━━ FONTE ━━
Vivendo sem números nem tempo

Rafaela von Bredow

O povo Pirahã não possui história, palavras descritivas ou cláusulas subordinadas. Isso faz com que a sua língua seja uma das mais estranhas do mundo - e também uma das mais intensamente discutidas pelos lingüistas

Durante uma das suas primeiras visitas aos brasileiros Pirahãs, membros da tribo quiseram matar Daniel Everett. Naquela época ele não era ainda sequer um "bagiai" (amigo), e um caixeiro-viajante - que achou que Everett o havia enganado - prometeu bastante uísque aos nativos em troca do assassinato. Na escuridão da meia-noite, os guerreiros Pirahã se reuniram às margens do Maici e planejaram o ataque.

Entretanto, o que os membros da tribo não sabiam é que Everett, um lingüista, os estava escutando, e que já era capaz de entender suficientemente a língua cacofônica daquele povo amazônico para identificar as palavras fundamentais.

"Eu tranquei a minha mulher e os nossos três filhos na nossa cabana relativamente segura e imediatamente fui até onde estavam os homens", relembra Everett. "Em um movimento, peguei todos os seus arcos e flechas, voltei à cabana e tranquei as armas dentro dela". Ele não só desarmara os Pirahãs, mas também os assustara, e eles o deixaram viver. No dia seguinte, a família partiu sem nenhum problema.
━━━
### REQUISITO A
De acordo com o texto sobre os Pirahãs, o que um caixeiro-viajante prometeu aos nativos em troca do assassinato de Everett?
### REQUISITO B
Substitua "cabana" por "choupana" em tudo o que vai desde "Entretanto, o que" até "sem nenhum problema." no texto sobre os Pirahãs e apresente o trecho resultante.
### REQUISITO C
Retome o texto sobre os Pirahãs a partir do ponto em que ele termina.
As linhas não desempenham nenhum papel aqui.
━━ CONJUNTO DE LINHAS ━━
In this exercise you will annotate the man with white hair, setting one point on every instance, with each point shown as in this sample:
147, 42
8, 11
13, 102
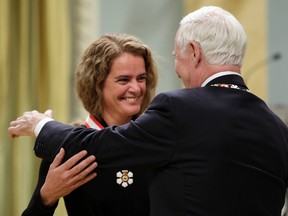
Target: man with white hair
214, 147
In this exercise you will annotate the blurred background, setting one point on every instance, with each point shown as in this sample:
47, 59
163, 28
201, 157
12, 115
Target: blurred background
40, 45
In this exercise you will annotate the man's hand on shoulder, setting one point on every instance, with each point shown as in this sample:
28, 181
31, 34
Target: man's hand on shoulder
25, 124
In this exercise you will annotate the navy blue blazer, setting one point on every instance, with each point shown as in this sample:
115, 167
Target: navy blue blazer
212, 151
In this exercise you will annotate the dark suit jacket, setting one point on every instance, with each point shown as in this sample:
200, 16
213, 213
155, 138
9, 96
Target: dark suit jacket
213, 151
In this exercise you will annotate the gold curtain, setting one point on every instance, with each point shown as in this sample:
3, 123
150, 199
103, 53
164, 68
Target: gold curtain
34, 74
253, 16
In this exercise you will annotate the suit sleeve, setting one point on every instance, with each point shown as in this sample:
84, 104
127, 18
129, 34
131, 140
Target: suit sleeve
147, 142
35, 207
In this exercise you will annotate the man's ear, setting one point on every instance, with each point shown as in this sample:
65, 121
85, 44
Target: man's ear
196, 50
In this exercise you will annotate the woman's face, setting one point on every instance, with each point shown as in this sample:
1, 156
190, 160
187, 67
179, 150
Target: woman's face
124, 89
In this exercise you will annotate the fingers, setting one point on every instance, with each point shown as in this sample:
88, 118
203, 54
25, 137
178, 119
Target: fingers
58, 159
84, 180
74, 160
48, 113
84, 167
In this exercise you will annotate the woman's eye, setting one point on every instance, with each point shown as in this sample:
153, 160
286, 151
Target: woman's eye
142, 79
123, 80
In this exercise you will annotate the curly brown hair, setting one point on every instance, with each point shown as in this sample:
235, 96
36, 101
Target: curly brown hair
96, 63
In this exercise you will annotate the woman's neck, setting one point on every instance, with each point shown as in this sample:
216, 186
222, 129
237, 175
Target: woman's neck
110, 120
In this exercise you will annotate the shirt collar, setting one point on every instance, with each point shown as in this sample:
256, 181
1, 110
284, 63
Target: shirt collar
214, 76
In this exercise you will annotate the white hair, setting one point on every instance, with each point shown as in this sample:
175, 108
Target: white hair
218, 32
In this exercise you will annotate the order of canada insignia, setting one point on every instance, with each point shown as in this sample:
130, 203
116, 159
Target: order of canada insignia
124, 178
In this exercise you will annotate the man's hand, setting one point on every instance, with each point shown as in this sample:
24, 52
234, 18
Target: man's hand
62, 179
25, 124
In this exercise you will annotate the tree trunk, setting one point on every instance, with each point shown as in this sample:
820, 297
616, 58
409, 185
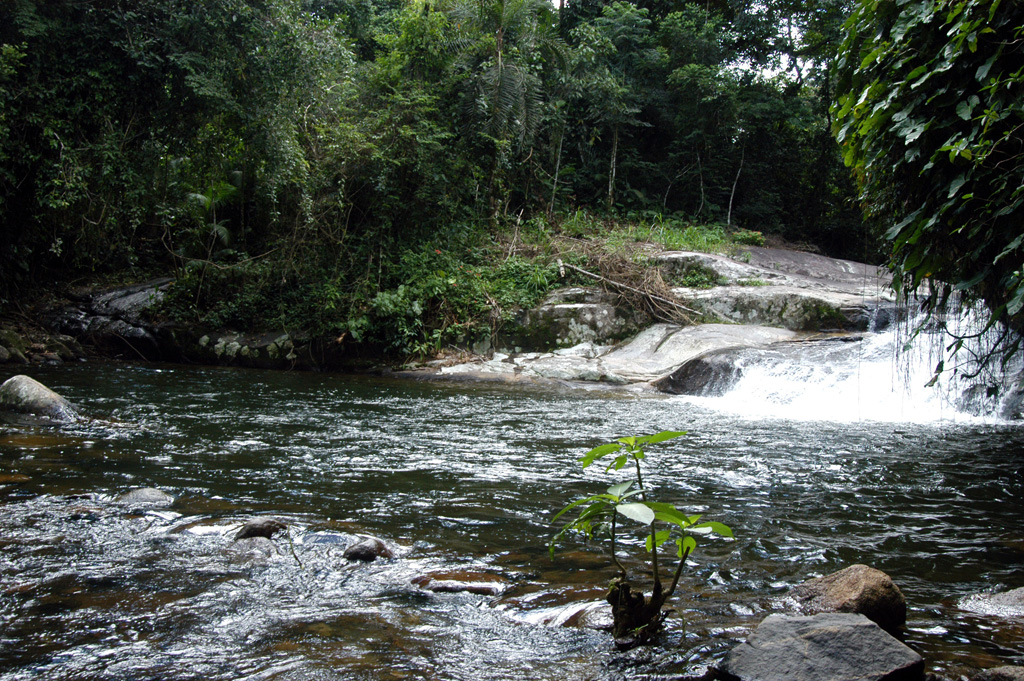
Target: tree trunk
558, 166
732, 195
611, 169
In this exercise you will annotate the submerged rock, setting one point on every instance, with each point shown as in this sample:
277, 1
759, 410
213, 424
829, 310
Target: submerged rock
251, 550
710, 375
855, 589
1008, 604
22, 393
145, 497
265, 527
368, 549
480, 584
587, 614
1000, 674
837, 646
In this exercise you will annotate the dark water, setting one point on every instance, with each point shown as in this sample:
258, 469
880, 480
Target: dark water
459, 478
━━━
### RESULTADO FINAL A
Bastante uísque.

### RESULTADO FINAL B
Entretanto, o que os membros da tribo não sabiam é que Everett, um lingüista, os estava escutando, e que já era capaz de entender suficientemente a língua cacofônica daquele povo amazônico para identificar as palavras fundamentais.

"Eu tranquei a minha mulher e os nossos três filhos na nossa choupana relativamente segura e imediatamente fui até onde estavam os homens", relembra Everett. "Em um movimento, peguei todos os seus arcos e flechas, voltei à choupana e tranquei as armas dentro dela". Ele não só desarmara os Pirahãs, mas também os assustara, e eles o deixaram viver. No dia seguinte, a família partiu sem nenhum problema.

### RESULTADO FINAL C
Mas a língua dos habitantes da floresta, que Everett descreve como "tremendamente difícil de aprender", fascinou tanto o pesquisador e sua mulher que os dois logo retornaram. Desde 1977, o etnólogo britânico da Universidade de Manchester passou um total de sete anos vivendo com os Pirahãs - e dedicou à sua carreira à pesquisa da desconcertante língua desta tribo. De fato, por tanto tempo ele ficou incerto quanto ao que realmente ouviu enquanto vivia entre os Pirahãs, que aguardou quase três décadas antes de publicar as suas descobertas. "Eu simplesmente não confiava em mim mesmo".

Everett percebeu que tais descobertas seriam controvertidas. E de fato
foram: o que ele descobriu foi suficiente para invalidar até as teorias mais respeitadas sobre a faculdade da fala dos Pirahãs.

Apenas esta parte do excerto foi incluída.